SET TASK —
Please update the data below by replacing "indicate" with "mark" everywhere, leaving everything else unchanged. Omit the pictures from your answer.

Dataset excerpts on object pointing —
------------------------------------------------------------
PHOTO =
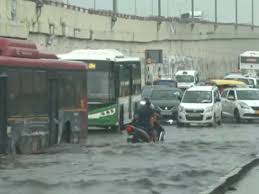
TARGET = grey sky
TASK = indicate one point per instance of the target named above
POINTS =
(226, 8)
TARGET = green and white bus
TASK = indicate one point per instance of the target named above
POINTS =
(114, 86)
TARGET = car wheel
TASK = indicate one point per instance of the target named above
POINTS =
(237, 116)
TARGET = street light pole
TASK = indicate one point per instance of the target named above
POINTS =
(216, 11)
(252, 13)
(236, 12)
(115, 8)
(159, 8)
(135, 7)
(192, 9)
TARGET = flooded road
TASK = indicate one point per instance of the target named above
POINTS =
(188, 162)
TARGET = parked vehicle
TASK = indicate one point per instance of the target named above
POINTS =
(114, 86)
(249, 63)
(247, 80)
(222, 84)
(166, 82)
(200, 105)
(147, 90)
(42, 99)
(186, 78)
(241, 103)
(165, 100)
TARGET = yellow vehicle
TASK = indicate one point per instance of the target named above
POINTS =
(222, 84)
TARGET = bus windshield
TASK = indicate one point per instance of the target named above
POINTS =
(185, 78)
(100, 84)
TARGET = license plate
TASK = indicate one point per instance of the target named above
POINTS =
(194, 114)
(166, 113)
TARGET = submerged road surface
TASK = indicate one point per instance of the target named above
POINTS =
(188, 162)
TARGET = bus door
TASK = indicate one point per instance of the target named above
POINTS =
(53, 109)
(3, 114)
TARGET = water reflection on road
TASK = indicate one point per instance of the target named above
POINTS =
(189, 161)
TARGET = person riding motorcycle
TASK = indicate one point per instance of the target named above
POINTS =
(146, 118)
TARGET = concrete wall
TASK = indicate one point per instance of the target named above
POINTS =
(58, 29)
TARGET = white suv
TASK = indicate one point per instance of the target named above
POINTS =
(241, 103)
(200, 105)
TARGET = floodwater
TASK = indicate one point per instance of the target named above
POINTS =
(188, 162)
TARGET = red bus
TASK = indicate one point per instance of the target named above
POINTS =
(43, 100)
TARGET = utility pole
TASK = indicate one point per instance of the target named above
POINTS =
(252, 13)
(152, 7)
(216, 11)
(135, 7)
(192, 9)
(115, 8)
(168, 8)
(236, 12)
(159, 8)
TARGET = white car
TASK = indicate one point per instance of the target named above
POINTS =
(241, 103)
(200, 105)
(247, 80)
(186, 79)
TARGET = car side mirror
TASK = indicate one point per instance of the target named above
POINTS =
(231, 98)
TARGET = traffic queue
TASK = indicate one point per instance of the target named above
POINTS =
(189, 101)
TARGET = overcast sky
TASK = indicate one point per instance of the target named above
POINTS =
(226, 8)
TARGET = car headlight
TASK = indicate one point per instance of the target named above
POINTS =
(181, 109)
(244, 105)
(209, 109)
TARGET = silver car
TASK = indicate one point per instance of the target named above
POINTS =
(241, 103)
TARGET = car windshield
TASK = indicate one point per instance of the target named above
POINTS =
(165, 95)
(170, 83)
(244, 80)
(197, 97)
(185, 78)
(248, 95)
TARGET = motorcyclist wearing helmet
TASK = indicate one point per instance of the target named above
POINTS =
(145, 117)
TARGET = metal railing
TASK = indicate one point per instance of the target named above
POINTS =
(163, 9)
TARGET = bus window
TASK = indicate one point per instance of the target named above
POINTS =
(124, 75)
(98, 87)
(136, 74)
(40, 91)
(70, 87)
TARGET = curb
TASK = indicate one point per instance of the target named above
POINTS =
(235, 176)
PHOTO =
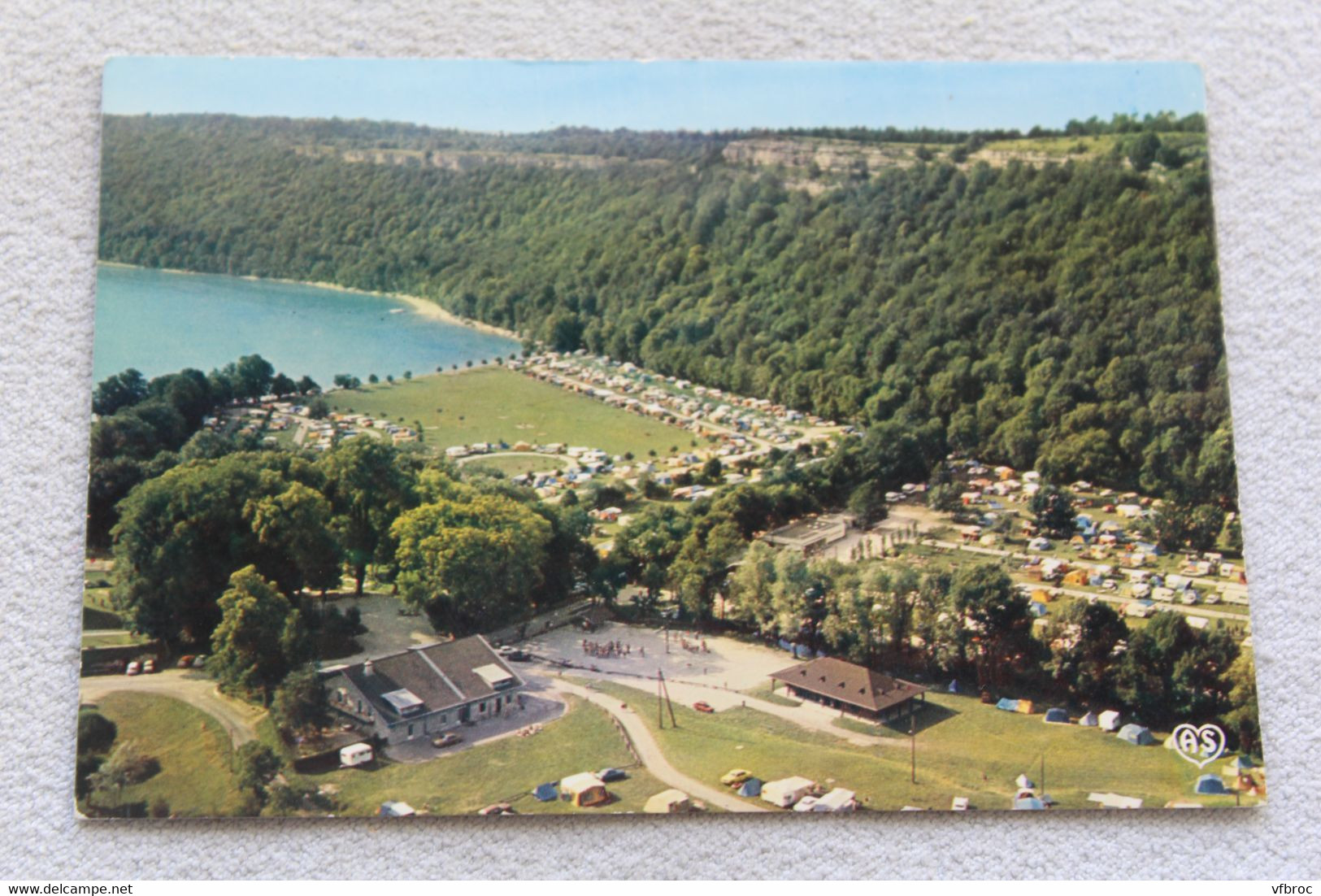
------------------------------------------------------------
FULL ANSWER —
PHOTO =
TARGET = grey sky
TASK = mark one point per instance of the target named above
POINTS =
(226, 8)
TARGET = green and white bus
TASK = mark one point per instance of the target named above
POINTS =
(114, 86)
TARGET = car wheel
TASK = mark one point per instance of the target named above
POINTS =
(237, 116)
TARGET = street light pole
TASK = mark one point per instance of the target named above
POINTS =
(216, 11)
(252, 13)
(236, 12)
(115, 8)
(159, 8)
(135, 7)
(192, 9)
TARGET = flooded road
TASK = mark one point per instance of the target named above
POINTS =
(188, 162)
TARGET = parked vehicle
TASK = mark one point per instance of the target named above
POINTS =
(114, 86)
(249, 63)
(247, 80)
(222, 84)
(166, 82)
(200, 105)
(147, 90)
(42, 99)
(186, 78)
(241, 103)
(165, 100)
TARGET = yellow vehicle
TASK = mark one point per instance of the target named above
POINTS =
(222, 84)
TARGET = bus windshield
TASK = mark one point per instance of the target named above
POINTS =
(185, 78)
(100, 84)
TARGET = license plate
TASK = mark one point per instance of the target named above
POINTS =
(194, 114)
(166, 113)
TARGET = submerged road surface
TASK = mark one point per instance of the target named above
POINTS =
(188, 162)
TARGET = bus door
TASK = mark one point per instance of the target named above
POINTS =
(53, 109)
(3, 114)
TARGET = water reflection on road
TASK = mark one point per instance of the target named above
POINTS =
(189, 161)
TARGET = person riding motorcycle
TASK = mark one point per instance of the target named above
POINTS =
(146, 118)
TARGET = concrete wall
TASK = mark one point per instance of the target named above
POINTS =
(58, 29)
TARGET = white suv
TASK = mark one point per instance of the target named above
POINTS =
(241, 103)
(200, 105)
TARGET = floodwater
TASK = mark one point per instance of the target named above
POINTS =
(188, 162)
TARGET = red bus
TASK = mark one point per instance of the target named above
POINTS =
(43, 100)
TARGET = utility pole
TASK = mark one point per instance of the target named above
POINTS =
(252, 13)
(152, 7)
(216, 11)
(135, 7)
(192, 9)
(115, 8)
(168, 8)
(236, 12)
(159, 8)
TARGET = white car
TASK = mark one point per instance of the target named above
POINTS =
(241, 103)
(200, 105)
(247, 80)
(186, 79)
TARGET = car side mirror
TASK = mark one point per instance of the target named above
POINTS =
(231, 98)
TARGET = traffic queue
TASK = mark one point per instance of the target named above
POINTS =
(189, 101)
TARGET = overcast sky
TASK = mark one point per instance of the target named above
POINTS =
(226, 8)
TARGET = car headlight
TASK = mark one point per instance of the target named above
POINTS =
(181, 109)
(244, 105)
(209, 109)
TARGET = silver car
TASK = mark one point per instance of the target named above
POINTS =
(241, 103)
TARGET = car windshield
TASK = mark one point per instance of the target named above
POINTS =
(165, 95)
(170, 83)
(244, 80)
(197, 97)
(185, 78)
(248, 95)
TARGET = motorcyclist wearing helmet
TASK = mark one point per instance of the target named above
POINTS =
(145, 117)
TARGET = metal railing
TASK = mark one point per instance of the target named above
POINTS =
(163, 9)
TARGET = bus window
TASK = mark one point per instance of the target named above
POINTS =
(124, 75)
(98, 87)
(136, 74)
(40, 91)
(70, 87)
TARGET = curb
TASK = mark one point per instance of the target named above
POINTS =
(235, 176)
PHOTO =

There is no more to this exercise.